What is being asked » Print all entries precisely as they are written.

Source data »
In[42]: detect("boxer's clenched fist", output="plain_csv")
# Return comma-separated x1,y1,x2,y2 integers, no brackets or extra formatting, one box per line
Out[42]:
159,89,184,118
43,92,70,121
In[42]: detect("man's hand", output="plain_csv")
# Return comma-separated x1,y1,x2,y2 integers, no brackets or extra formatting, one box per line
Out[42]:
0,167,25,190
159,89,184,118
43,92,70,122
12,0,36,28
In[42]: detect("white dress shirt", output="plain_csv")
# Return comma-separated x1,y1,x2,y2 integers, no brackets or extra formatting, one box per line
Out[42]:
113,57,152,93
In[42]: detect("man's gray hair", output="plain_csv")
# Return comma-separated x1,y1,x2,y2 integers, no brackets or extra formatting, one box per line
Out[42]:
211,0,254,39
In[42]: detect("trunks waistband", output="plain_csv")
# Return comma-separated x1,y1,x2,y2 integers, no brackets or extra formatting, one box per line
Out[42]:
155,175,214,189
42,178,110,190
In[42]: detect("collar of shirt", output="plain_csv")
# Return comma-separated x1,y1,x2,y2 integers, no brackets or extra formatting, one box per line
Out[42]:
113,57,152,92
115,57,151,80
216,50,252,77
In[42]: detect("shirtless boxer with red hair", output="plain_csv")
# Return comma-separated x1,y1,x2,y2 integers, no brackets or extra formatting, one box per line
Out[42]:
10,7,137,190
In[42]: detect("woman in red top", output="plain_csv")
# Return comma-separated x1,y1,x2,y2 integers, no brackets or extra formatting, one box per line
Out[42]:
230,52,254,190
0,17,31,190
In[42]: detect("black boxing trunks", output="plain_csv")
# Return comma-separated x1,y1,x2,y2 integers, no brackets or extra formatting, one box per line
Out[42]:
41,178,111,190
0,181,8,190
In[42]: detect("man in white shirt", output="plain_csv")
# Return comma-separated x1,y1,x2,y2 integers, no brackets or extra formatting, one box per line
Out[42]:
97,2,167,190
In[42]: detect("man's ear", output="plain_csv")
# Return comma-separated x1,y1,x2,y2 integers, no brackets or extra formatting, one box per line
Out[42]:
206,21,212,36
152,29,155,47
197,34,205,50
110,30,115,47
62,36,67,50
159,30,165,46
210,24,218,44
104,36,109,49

Task solution »
In[42]: detect("boxer's clenched fist", output="plain_csv")
# Return comma-separated x1,y1,x2,y2 integers, no brackets or extra formatting, one box per line
Out[42]:
159,89,184,118
43,92,70,121
In[42]: detect("man's hand", output="plain_csv")
# Return comma-separated x1,y1,x2,y2 integers, no brackets or extra formatting, one box per line
Out[42]:
0,167,25,190
159,89,184,118
43,92,70,122
12,0,36,28
In[42]: detect("white dress shirt", output="plain_csv")
# Return comma-separated x1,y1,x2,y2 integers, no brackets or extra formatting, one box per line
Out[42]:
113,57,152,93
In[42]: detect("man's gray hair", output="plain_csv")
# Return comma-separated x1,y1,x2,y2 integers, no brackets or extra formatting, one box per line
Out[42]:
211,0,254,39
In[42]: detect("trunks waistband", output="plain_csv")
# Return comma-separated x1,y1,x2,y2 integers, no brackets or extra formatting, one box per line
Out[42]:
155,175,214,189
42,178,110,190
In[42]: detect("collar of shirt", output="plain_csv")
# Return comma-separated x1,y1,x2,y2 integers, no brackets or extra formatting, one box per line
Out[42]:
113,57,152,92
115,57,151,80
216,50,252,77
In[42]: detect("shirtless boxer with red hair", output="plain_csv")
# Return comma-separated x1,y1,x2,y2 integers, no brackets or extra formatting, one box per line
Out[42]:
10,7,137,190
In[42]: detect("woman in red top", output="plain_csv")
# Return comma-separated x1,y1,x2,y2 integers, no brackets or extra formatting, one box per line
Out[42]:
230,52,254,190
0,17,31,190
In[42]: detect("black boxing trunks", output="plain_csv")
# Return comma-separated x1,y1,x2,y2 integers, no brackets or extra formatting, one box per line
Out[42]:
41,178,111,190
0,181,8,190
In[42]: detect("man in white shirt", output="plain_csv")
# Return comma-separated x1,y1,x2,y2 integers, no brackets or extra formatting, one box per line
Out[42]:
97,2,167,190
In[42]: detect("man's ear", output="plain_csv")
# Return comma-separated x1,y1,x2,y2 integers, no brackets or extra formatting, one box per line
Out[42]:
206,21,212,36
152,29,155,47
197,34,205,50
110,30,115,47
62,36,67,50
159,30,165,46
210,24,218,44
104,36,109,49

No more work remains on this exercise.